| WORK REQUIRED |
In the consumer contract terms below, who must pay the direct cost of returning the Goods after a cancellation?

--- START OF EXTRACTED TEXT ---

3 Consumer Contracts
3.1 The Customer will have statutory cancellation rights if the Customer is contracting with the Company as a consumer (i.e. not for the purposes of the Customer’s trade, business, craft or profession) and the Contract is a distance contract or off-premises contract within the meaning of the Consumer Contracts (Information, Cancellation and Additional Charges) Regulations 2013 (the “Regulations”).
3.2 Under the Regulations, a consumer may cancel a Contract (without giving any reason for cancellation) at any time within the period:
3.2.1 beginning upon the submission of the Customer’s order; and
3.2.2 ending at the end of 14 days after the day on which the Goods come into the Customer’s physical possession or the physical possession of a person identified by the Customer to take possession of them (or, if the Contract is for the supply of multiple Goods, lots or pieces of something, 14 days after the day on which the last of those Goods, lots or pieces comes into the Customer’s physical possession or the physical possession of a person identified by the Customer to take possession of them).
3.3 The Customer agrees that the Hire Period may commence before the expiry of the period referred to in Condition 3.2 and the Customer acknowledges that if the Hire Period does begin before the end of the period referred to in Condition 3.2, then the Customer will lose the right to cancel referred to in Condition 3.2.
3.4 In order to cancel a Contract on the basis described in Condition 3.2, the Customer must inform the Company of the Customer’s decision to cancel. The Customer may inform the Company by means of any clear statement setting out the decision. To meet the cancellation deadline, it is sufficient for the Customer to send the Customer’s communication concerning the exercise of the right to cancel before the cancellation period has expired.
3.5 The Customer must send the Goods back to the Company or hand them over to the Company or a person authorised by the Company to receive them. The Customer must comply with the Customer’s obligations referred to in thisCondition 3.5 without undue delay and in any event not later than 14 days after the day on which the Customer informs the Company of the Customer’s decision to cancel the Contract. The Customer must pay the direct cost of returning the Goods.
3.6 If the Customer cancels a Contract on the basis described in Condition 3.2, the Customer will receive a full refund of the amount the Customer paid to the Company in respect of the order.
3.7 If the value of the Goods returned by the Customer is diminished by any amount as a result of the handling of those Goods by the Customer beyond what is necessary to establish the nature, characteristics and functioning of the Goods, the Company may recover that amount from the Customer up to the amount of the Charges. The Company may recover that amount by deducting it from any refund due to the Customer or require the Customer to pay that amount direct to the Company. Handling which goes beyond the sort of handling that might reasonably be allowed in a store will be “beyond what is necessary to establish the nature, characteristics and functioning of the Goods” for these purposes.

--- END OF EXTRACTED TEXT ---
--- START OF DATASET ---

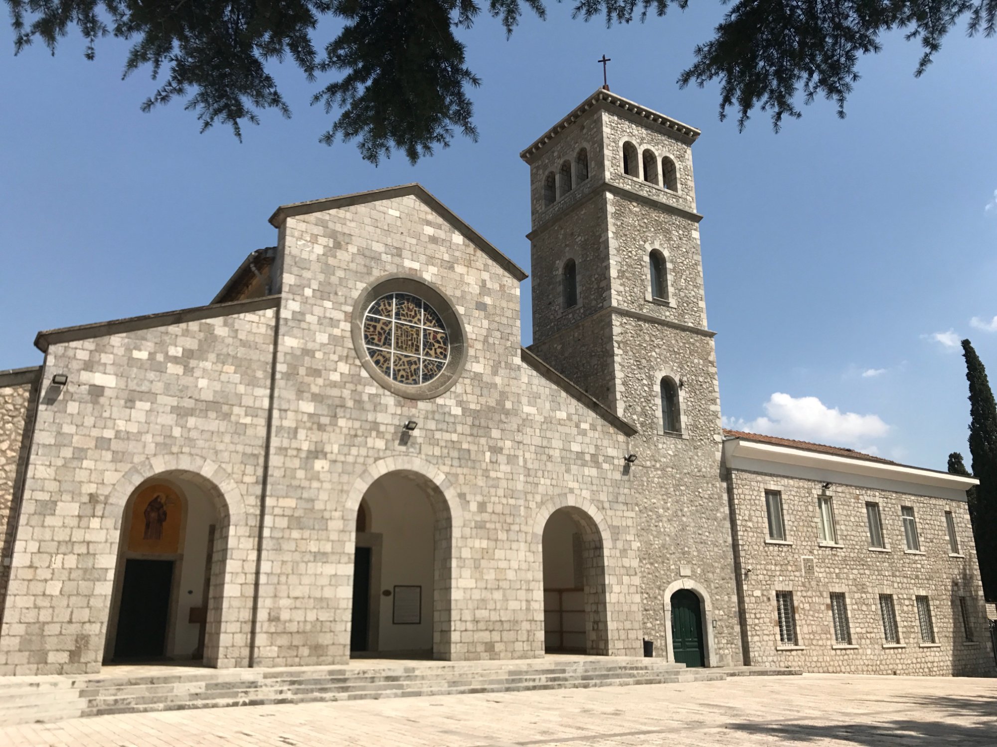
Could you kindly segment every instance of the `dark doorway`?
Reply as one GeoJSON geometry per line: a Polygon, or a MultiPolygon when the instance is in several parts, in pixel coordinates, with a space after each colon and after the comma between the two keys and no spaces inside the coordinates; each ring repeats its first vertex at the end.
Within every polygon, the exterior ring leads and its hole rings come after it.
{"type": "Polygon", "coordinates": [[[172,561],[125,561],[116,659],[158,658],[166,653],[172,580],[172,561]]]}
{"type": "Polygon", "coordinates": [[[371,549],[358,547],[353,561],[353,622],[350,650],[366,651],[371,610],[371,549]]]}
{"type": "Polygon", "coordinates": [[[688,589],[681,589],[672,595],[672,651],[677,663],[705,665],[703,615],[699,597],[688,589]]]}

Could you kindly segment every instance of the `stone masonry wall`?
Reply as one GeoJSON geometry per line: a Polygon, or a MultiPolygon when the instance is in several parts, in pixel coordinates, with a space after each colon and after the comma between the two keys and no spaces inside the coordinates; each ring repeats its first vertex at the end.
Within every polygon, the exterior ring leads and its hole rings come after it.
{"type": "MultiPolygon", "coordinates": [[[[21,378],[18,375],[15,380],[21,378]]],[[[37,381],[5,385],[0,375],[0,622],[10,578],[16,499],[24,477],[36,386],[37,381]]]]}
{"type": "Polygon", "coordinates": [[[838,546],[819,543],[817,481],[737,470],[731,474],[749,661],[814,672],[993,675],[994,658],[966,504],[832,485],[838,546]],[[768,540],[766,490],[783,495],[787,541],[768,540]],[[869,549],[865,502],[879,504],[886,550],[869,549]],[[911,506],[922,553],[905,551],[900,507],[911,506]],[[961,555],[949,553],[951,511],[961,555]],[[811,559],[806,560],[805,559],[811,559]],[[813,563],[813,572],[805,571],[813,563]],[[750,569],[750,571],[749,571],[750,569]],[[793,592],[799,647],[780,643],[776,592],[793,592]],[[830,594],[843,592],[852,645],[835,645],[830,594]],[[900,645],[884,642],[878,595],[892,594],[900,645]],[[915,595],[930,600],[936,644],[921,641],[915,595]],[[967,598],[972,641],[959,597],[967,598]]]}
{"type": "Polygon", "coordinates": [[[356,516],[347,497],[365,474],[393,469],[445,475],[451,514],[461,516],[451,530],[454,589],[437,655],[542,654],[542,526],[566,505],[604,535],[608,651],[638,653],[626,438],[521,363],[518,282],[416,196],[291,217],[281,233],[260,662],[346,660],[356,516]],[[351,340],[358,296],[397,272],[447,294],[467,330],[463,375],[432,399],[382,386],[351,340]],[[419,426],[403,443],[409,419],[419,426]]]}
{"type": "Polygon", "coordinates": [[[207,469],[232,513],[219,528],[217,663],[247,664],[274,319],[268,309],[49,348],[47,371],[69,383],[38,412],[0,674],[100,670],[125,501],[167,468],[207,469]]]}

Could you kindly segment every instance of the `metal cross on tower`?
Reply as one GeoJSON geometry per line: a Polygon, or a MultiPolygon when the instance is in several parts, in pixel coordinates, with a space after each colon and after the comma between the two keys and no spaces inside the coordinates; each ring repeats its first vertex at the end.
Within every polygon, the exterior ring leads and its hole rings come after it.
{"type": "Polygon", "coordinates": [[[596,60],[595,62],[602,63],[602,88],[609,91],[609,84],[606,82],[606,63],[612,62],[612,60],[603,55],[601,60],[596,60]]]}

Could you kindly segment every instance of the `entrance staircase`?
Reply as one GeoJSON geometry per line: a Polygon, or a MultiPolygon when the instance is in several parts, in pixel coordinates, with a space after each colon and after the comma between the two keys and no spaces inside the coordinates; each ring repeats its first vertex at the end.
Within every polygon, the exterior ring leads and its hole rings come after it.
{"type": "Polygon", "coordinates": [[[108,666],[100,674],[0,677],[0,726],[110,713],[359,698],[703,682],[786,669],[690,669],[655,658],[355,661],[345,666],[210,669],[108,666]]]}

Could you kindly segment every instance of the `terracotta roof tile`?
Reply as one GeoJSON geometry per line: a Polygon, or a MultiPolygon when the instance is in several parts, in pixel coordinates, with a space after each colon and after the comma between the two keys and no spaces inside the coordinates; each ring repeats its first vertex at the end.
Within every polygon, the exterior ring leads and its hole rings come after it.
{"type": "Polygon", "coordinates": [[[724,428],[726,438],[744,438],[748,441],[759,441],[760,443],[771,443],[776,446],[789,446],[791,448],[806,449],[807,451],[820,451],[825,454],[834,454],[835,456],[846,456],[851,459],[865,459],[871,462],[883,462],[884,464],[896,464],[889,459],[883,459],[871,454],[863,454],[861,451],[843,448],[841,446],[828,446],[824,443],[812,443],[811,441],[798,441],[793,438],[780,438],[779,436],[767,436],[761,433],[748,433],[743,430],[731,430],[724,428]]]}

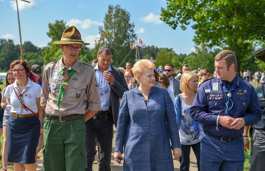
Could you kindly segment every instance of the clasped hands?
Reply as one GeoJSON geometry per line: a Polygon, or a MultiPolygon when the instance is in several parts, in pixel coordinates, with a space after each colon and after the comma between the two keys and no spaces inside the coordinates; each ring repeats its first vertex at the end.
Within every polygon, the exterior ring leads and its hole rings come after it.
{"type": "Polygon", "coordinates": [[[245,126],[245,120],[242,118],[235,119],[228,116],[221,116],[219,123],[227,128],[239,130],[245,126]]]}
{"type": "MultiPolygon", "coordinates": [[[[181,149],[180,148],[173,148],[173,155],[174,156],[175,160],[176,160],[179,158],[182,154],[181,149]]],[[[114,156],[115,161],[119,164],[120,164],[120,163],[118,160],[118,158],[121,157],[121,151],[115,151],[114,152],[114,156]]]]}

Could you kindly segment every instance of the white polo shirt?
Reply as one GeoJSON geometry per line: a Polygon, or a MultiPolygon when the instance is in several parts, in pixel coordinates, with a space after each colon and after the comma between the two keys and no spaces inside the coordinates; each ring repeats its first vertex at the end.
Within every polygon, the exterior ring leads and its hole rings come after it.
{"type": "MultiPolygon", "coordinates": [[[[38,108],[36,99],[41,97],[41,88],[39,85],[32,82],[28,78],[28,84],[26,87],[28,88],[28,90],[23,93],[22,97],[22,101],[26,106],[34,113],[37,113],[38,108]]],[[[11,105],[10,111],[11,113],[24,114],[32,113],[32,112],[29,110],[26,111],[24,108],[22,110],[22,113],[21,113],[21,108],[22,105],[14,91],[12,85],[15,89],[17,88],[20,93],[21,92],[17,86],[17,82],[16,80],[12,84],[8,85],[6,87],[4,96],[7,98],[10,99],[11,105]]]]}

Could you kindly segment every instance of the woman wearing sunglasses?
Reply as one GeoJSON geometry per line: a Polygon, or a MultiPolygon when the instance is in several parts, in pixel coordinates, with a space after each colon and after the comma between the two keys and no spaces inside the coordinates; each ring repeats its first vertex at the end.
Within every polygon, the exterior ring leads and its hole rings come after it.
{"type": "Polygon", "coordinates": [[[9,85],[12,84],[15,82],[15,77],[11,70],[7,71],[6,77],[6,86],[3,90],[3,94],[1,100],[1,106],[5,109],[4,117],[3,119],[3,135],[4,136],[4,145],[3,146],[3,169],[2,170],[6,171],[7,169],[7,162],[6,161],[7,147],[7,140],[6,138],[6,127],[8,122],[8,119],[11,114],[10,110],[11,106],[9,102],[7,100],[6,98],[4,96],[6,91],[6,87],[9,85]]]}
{"type": "Polygon", "coordinates": [[[14,163],[15,171],[36,171],[35,154],[41,129],[42,108],[41,89],[28,77],[30,72],[23,60],[12,62],[10,68],[16,79],[6,87],[4,96],[11,105],[7,124],[7,161],[14,163]]]}
{"type": "Polygon", "coordinates": [[[197,93],[198,76],[197,73],[192,71],[187,71],[183,74],[180,86],[183,93],[177,96],[174,101],[182,151],[179,158],[182,171],[189,170],[191,147],[197,159],[198,170],[200,170],[201,130],[199,123],[193,121],[190,114],[191,104],[197,93]]]}
{"type": "Polygon", "coordinates": [[[206,80],[211,78],[211,72],[209,69],[205,68],[201,70],[200,71],[201,76],[201,80],[199,82],[199,85],[198,85],[198,89],[201,86],[201,84],[206,80]]]}
{"type": "Polygon", "coordinates": [[[121,99],[114,157],[120,164],[124,153],[123,171],[174,170],[168,130],[175,159],[181,155],[173,103],[166,89],[154,86],[155,68],[147,59],[137,61],[132,72],[140,84],[121,99]]]}

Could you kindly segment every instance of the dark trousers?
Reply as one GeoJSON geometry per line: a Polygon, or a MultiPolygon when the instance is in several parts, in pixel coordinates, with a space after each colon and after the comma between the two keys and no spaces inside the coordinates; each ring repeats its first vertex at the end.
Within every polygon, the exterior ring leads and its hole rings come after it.
{"type": "Polygon", "coordinates": [[[86,171],[92,171],[94,144],[96,134],[100,157],[99,171],[111,171],[113,119],[109,118],[106,122],[103,121],[103,118],[98,118],[95,120],[90,119],[86,122],[85,143],[88,165],[86,171]]]}
{"type": "Polygon", "coordinates": [[[197,159],[197,166],[198,171],[200,171],[200,158],[201,156],[201,142],[191,145],[181,144],[181,152],[182,155],[179,158],[180,163],[180,170],[181,171],[189,171],[189,154],[191,147],[192,148],[195,156],[197,159]]]}

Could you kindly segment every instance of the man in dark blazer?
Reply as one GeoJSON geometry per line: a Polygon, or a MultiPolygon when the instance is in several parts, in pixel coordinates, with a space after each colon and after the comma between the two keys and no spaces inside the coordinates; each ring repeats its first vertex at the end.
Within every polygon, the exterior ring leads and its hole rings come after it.
{"type": "Polygon", "coordinates": [[[113,54],[111,47],[101,46],[97,55],[99,62],[92,65],[98,84],[96,85],[99,89],[101,108],[86,123],[85,143],[88,166],[86,171],[92,171],[96,135],[100,156],[99,170],[111,171],[113,123],[117,127],[120,99],[125,91],[129,90],[122,71],[111,65],[113,54]]]}
{"type": "Polygon", "coordinates": [[[179,89],[180,81],[172,76],[174,72],[174,67],[172,64],[168,64],[165,66],[164,71],[165,74],[168,77],[170,83],[168,88],[172,91],[176,96],[182,92],[179,89]]]}

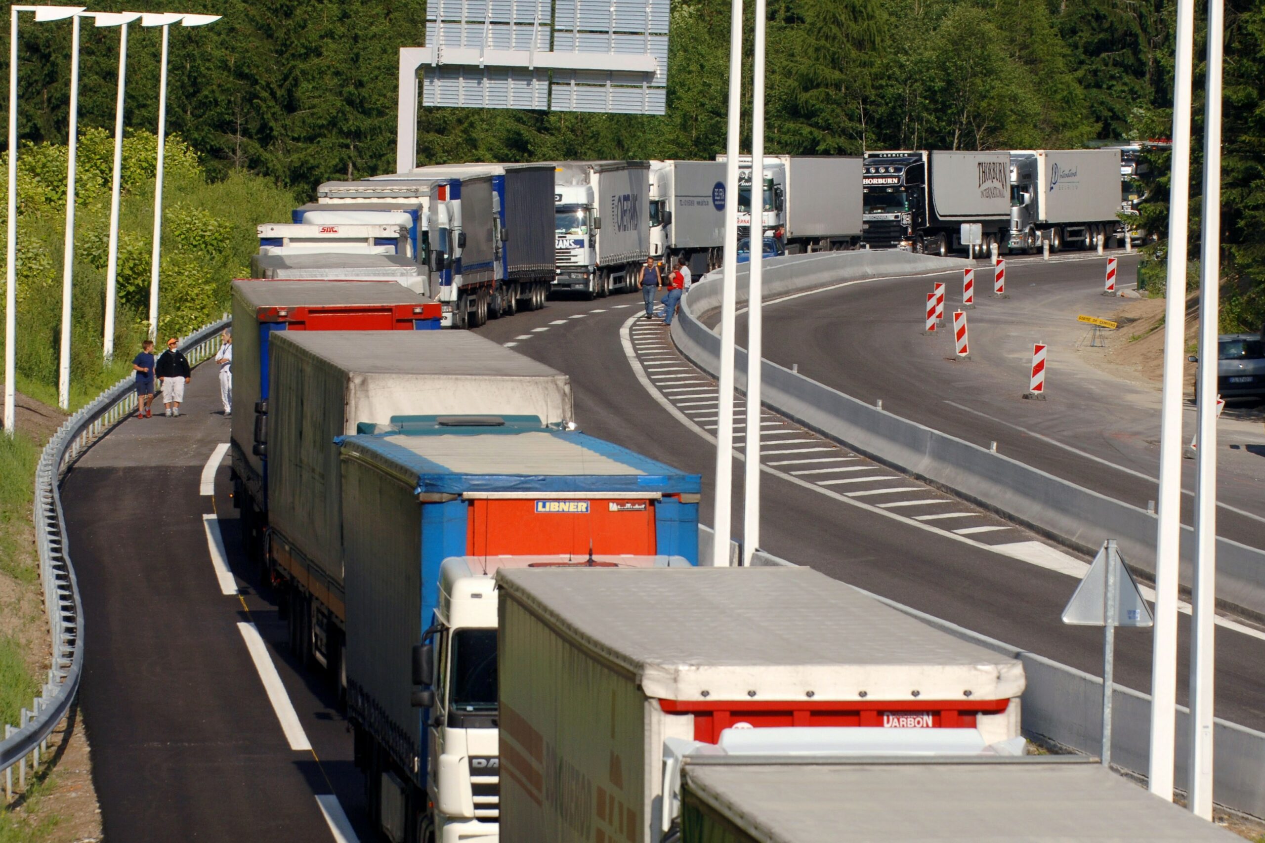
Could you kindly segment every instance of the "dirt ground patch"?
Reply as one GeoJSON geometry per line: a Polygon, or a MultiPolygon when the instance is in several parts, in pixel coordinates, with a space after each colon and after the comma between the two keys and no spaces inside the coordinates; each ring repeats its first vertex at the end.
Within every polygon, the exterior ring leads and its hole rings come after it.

--- END OF DATASET ---

| THE COMPLETED TASK |
The Customer must pay the direct cost of returning the Goods.